___ DATA LISTING ___
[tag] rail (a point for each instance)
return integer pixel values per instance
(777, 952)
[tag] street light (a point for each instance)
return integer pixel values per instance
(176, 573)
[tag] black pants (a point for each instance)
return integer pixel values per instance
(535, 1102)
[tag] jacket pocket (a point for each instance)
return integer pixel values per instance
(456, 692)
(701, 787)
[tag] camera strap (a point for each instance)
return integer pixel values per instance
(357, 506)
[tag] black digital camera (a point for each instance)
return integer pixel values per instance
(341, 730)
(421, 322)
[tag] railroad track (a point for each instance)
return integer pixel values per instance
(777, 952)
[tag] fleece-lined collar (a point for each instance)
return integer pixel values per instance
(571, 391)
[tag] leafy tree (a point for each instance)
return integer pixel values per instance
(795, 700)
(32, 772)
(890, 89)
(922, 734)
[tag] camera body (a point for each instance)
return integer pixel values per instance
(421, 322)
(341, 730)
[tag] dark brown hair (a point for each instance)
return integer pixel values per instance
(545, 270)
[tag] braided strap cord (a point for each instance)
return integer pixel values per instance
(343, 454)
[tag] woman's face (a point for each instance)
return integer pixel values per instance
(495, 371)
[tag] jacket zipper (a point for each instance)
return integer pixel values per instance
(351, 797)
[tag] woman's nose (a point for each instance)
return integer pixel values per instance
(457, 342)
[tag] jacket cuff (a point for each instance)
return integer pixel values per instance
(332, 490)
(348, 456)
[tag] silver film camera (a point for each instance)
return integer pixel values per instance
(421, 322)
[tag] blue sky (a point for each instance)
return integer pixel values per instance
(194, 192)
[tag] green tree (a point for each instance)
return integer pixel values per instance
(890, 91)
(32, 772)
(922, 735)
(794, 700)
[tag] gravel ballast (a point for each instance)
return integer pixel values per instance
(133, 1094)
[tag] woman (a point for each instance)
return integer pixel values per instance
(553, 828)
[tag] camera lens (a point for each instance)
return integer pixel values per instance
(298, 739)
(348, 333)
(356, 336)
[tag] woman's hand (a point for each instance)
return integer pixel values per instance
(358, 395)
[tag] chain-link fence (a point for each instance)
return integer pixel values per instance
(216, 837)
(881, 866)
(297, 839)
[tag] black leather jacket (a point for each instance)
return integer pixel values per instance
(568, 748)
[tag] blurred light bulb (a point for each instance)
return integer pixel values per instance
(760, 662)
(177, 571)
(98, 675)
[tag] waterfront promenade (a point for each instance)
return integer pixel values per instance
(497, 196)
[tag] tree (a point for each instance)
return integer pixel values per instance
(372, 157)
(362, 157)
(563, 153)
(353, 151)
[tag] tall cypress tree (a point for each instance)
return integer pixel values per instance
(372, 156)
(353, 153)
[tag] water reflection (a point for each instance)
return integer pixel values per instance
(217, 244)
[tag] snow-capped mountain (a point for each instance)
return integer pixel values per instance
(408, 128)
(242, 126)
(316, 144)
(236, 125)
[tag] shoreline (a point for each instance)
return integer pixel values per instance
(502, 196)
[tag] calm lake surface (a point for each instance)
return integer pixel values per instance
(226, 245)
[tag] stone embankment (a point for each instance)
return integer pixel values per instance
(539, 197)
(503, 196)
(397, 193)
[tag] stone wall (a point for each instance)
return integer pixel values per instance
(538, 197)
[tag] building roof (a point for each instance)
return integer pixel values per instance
___
--- WHAT THE EXERCISE ASKS ---
Render every line of the records above as a Markdown table with two columns, "No." for the row number and "Text" for the line, omitting any blank lines.

--- CORRECT ANSWER ---
| No. | Text |
|---|---|
| 1 | [tag] rail (a point for each instance) |
| 2 | return integer pixel values per instance |
| 3 | (777, 952) |
| 4 | [tag] street light (a point for each instance) |
| 5 | return integer pixel values per instance |
| 6 | (176, 573) |
| 7 | [tag] black pants (a point for each instance) |
| 8 | return integer pixel values per instance |
| 9 | (535, 1102) |
| 10 | [tag] jacket pocket (a point for each instance) |
| 11 | return integer pixel values per instance |
| 12 | (456, 692) |
| 13 | (701, 787) |
| 14 | [tag] camera strap (a point for each instance) |
| 15 | return integer pixel values per instance |
| 16 | (357, 506) |
| 17 | [tag] black digital camera (a point for each instance) |
| 18 | return integer pixel values per instance |
| 19 | (341, 730) |
| 20 | (421, 322) |
| 21 | [tag] railroad track (a point for each instance) |
| 22 | return integer pixel values per instance |
| 23 | (777, 952) |
| 24 | [tag] fleece-lined collar (a point for each instance) |
| 25 | return integer pixel values per instance |
| 26 | (571, 391) |
| 27 | [tag] leafy tree (a point for each instance) |
| 28 | return integer pixel values per instance |
| 29 | (795, 700) |
| 30 | (32, 772) |
| 31 | (890, 89) |
| 32 | (922, 734) |
| 33 | [tag] camera body (a point for each instance) |
| 34 | return integer pixel values per instance |
| 35 | (421, 322) |
| 36 | (341, 730) |
| 37 | [tag] dark brown hair (a point for each instance) |
| 38 | return integer pixel values per instance |
| 39 | (545, 270) |
| 40 | [tag] braided strap cord (a point for each instance) |
| 41 | return integer pixel values per instance |
| 42 | (343, 454) |
| 43 | [tag] woman's face (a point for each instance) |
| 44 | return integer pixel values per instance |
| 45 | (495, 371) |
| 46 | [tag] jacket zipper (a point for each instance) |
| 47 | return integer pixel values per instance |
| 48 | (351, 797) |
| 49 | [tag] woman's nose (a point for each instance) |
| 50 | return integer pixel values per instance |
| 51 | (457, 342) |
| 52 | [tag] jacket cuff (a point for each instance) |
| 53 | return integer pixel values per instance |
| 54 | (332, 490) |
| 55 | (348, 456) |
| 56 | [tag] silver film camera (a point for each instance) |
| 57 | return integer pixel values per instance |
| 58 | (421, 322) |
| 59 | [tag] blue sky (a point for each instance) |
| 60 | return integer pixel values per instance |
| 61 | (194, 192) |
| 62 | [tag] green tree (a point for each instance) |
| 63 | return integer pixel values per instance |
| 64 | (890, 91) |
| 65 | (32, 772) |
| 66 | (922, 735) |
| 67 | (794, 700) |
| 68 | [tag] gravel ballast (a point for each instance) |
| 69 | return integer pixel values per instance |
| 70 | (133, 1094) |
| 71 | [tag] woman (a point for each instance) |
| 72 | return integer pixel values per instance |
| 73 | (553, 828) |
| 74 | [tag] camera lens (a point for each instance) |
| 75 | return integer pixel values per instance |
| 76 | (298, 739) |
| 77 | (348, 333) |
| 78 | (356, 336) |
| 79 | [tag] woman's hand (a point for each instance) |
| 80 | return integer pixel values per instance |
| 81 | (358, 395) |
| 82 | [tag] chain-link fence (a point for each instance) |
| 83 | return integer pixel values per instance |
| 84 | (216, 837) |
| 85 | (881, 866) |
| 86 | (297, 839) |
| 87 | [tag] black leather jacket (a point for each instance) |
| 88 | return integer pixel values per instance |
| 89 | (568, 748) |
| 90 | [tag] blurred light bulb (a point for each instance) |
| 91 | return integer pixel values per instance |
| 92 | (760, 662) |
| 93 | (177, 571) |
| 94 | (98, 675) |
| 95 | [tag] waterfront promenade (a point for each instance) |
| 96 | return integer pixel values per instance |
| 97 | (497, 196) |
| 98 | [tag] tree (a point for each instance) |
| 99 | return integer pixel values per instance |
| 100 | (372, 157) |
| 101 | (362, 157) |
| 102 | (563, 153) |
| 103 | (353, 151) |
| 104 | [tag] tall cypress tree (a point for each instance) |
| 105 | return integer pixel values per instance |
| 106 | (372, 156) |
| 107 | (353, 153) |
| 108 | [tag] water reflection (a point for each instance) |
| 109 | return integer pixel values per instance |
| 110 | (217, 244) |
| 111 | [tag] snow-capped mountain (a point for each instance) |
| 112 | return integer pixel values per instance |
| 113 | (408, 128) |
| 114 | (242, 126) |
| 115 | (316, 144) |
| 116 | (236, 125) |
| 117 | [tag] shoreline (a point for each instance) |
| 118 | return integer pixel values per instance |
| 119 | (502, 196) |
| 120 | [tag] calm lake surface (a point for each instance) |
| 121 | return integer pixel values per instance |
| 122 | (226, 245) |
| 123 | [tag] stone embankment (a point for each instance) |
| 124 | return integer pixel values per instance |
| 125 | (539, 197) |
| 126 | (503, 196) |
| 127 | (397, 193) |
| 128 | [tag] stone wall (a point for each instance) |
| 129 | return integer pixel values per instance |
| 130 | (538, 197) |
| 131 | [tag] building roof (a point for each instance) |
| 132 | return integer pixel values per instance |